God, You have never failed

You won’t start with me

I KNOW all this and yet sometimes my faith fails me.  Why is that?  When I was talking to God before I went to sleep last night, He said to read Isaiah 40:31.  I was like again with Isaiah 40:31 God?  I don’t have to read it, I know it.  The NLT version says:  “But those who trust in the LORD will find new strength. They will soar high on wings like eagles. They will run and not grow weary. They will walk and not faint.”  The KNJV says:  “But those who wait on the LORD Shall renew their strength; They shall mount up with wings like eagles, They shall run and not be weary, They shall walk and not faint.” There it is…trust in the Lord and wait on the Lord.  But God, I said, I do trust you.  And He said, then wait on me.  Ouch! God said when I give you a promise, I’m good for it.  But there are some things you have to do.  You want to soar high like eagles.  You want to run and not grow weary.  You want to walk and not faint. But you won’t wait. Dang it!

The name of this blog is Really Rita for a reason.  This is how God and I go at it.  My sister-friend and awesome woman of prayer Latarsha calls it wrestling with God when she and God go back and forth. I don’t challenge God because I don’t trust God, I question because I want to get it right.  His version of right.  So sometimes, it gets real real with me and God and I imagine Him raising an eyebrow and saying really Rita…this is what we’re doing today? I invite Him to correct my faulty thinking and He does through a variety of ways.  Sometimes through meditation, a sermon, or a Christian friend.

* _Provided material_:
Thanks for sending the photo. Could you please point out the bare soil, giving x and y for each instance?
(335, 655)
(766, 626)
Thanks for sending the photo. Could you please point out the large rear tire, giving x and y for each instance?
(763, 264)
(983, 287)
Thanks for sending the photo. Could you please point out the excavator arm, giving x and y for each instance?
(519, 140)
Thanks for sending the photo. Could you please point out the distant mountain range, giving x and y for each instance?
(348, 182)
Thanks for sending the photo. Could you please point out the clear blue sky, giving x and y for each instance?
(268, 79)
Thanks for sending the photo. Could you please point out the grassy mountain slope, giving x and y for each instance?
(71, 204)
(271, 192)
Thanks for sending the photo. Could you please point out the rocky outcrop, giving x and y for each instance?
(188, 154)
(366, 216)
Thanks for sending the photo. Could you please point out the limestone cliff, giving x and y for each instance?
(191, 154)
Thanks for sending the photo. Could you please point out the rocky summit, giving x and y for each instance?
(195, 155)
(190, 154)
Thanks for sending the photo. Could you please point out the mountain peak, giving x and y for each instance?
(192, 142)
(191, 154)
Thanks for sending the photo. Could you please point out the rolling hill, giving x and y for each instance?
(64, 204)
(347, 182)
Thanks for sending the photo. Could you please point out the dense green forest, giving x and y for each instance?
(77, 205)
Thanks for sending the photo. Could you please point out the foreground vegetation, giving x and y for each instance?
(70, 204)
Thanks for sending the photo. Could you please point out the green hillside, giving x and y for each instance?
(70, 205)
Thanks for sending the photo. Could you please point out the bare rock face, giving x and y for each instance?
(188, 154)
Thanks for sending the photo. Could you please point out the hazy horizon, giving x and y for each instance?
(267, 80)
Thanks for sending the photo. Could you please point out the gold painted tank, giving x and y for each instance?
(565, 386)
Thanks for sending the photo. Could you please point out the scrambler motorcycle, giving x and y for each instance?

* _Description of the task_:
In the blog post, begin at "The name of" and stop after "a Christian friend.", writing that stretch out again with "wrestling" swapped for "arguing". The listing above comes from a different source than the text.

* _Correct output_:
The name of this blog is Really Rita for a reason.  This is how God and I go at it.  My sister-friend and awesome woman of prayer Latarsha calls it arguing with God when she and God go back and forth. I don’t challenge God because I don’t trust God, I question because I want to get it right.  His version of right.  So sometimes, it gets real real with me and God and I imagine Him raising an eyebrow and saying really Rita…this is what we’re doing today? I invite Him to correct my faulty thinking and He does through a variety of ways.  Sometimes through meditation, a sermon, or a Christian friend.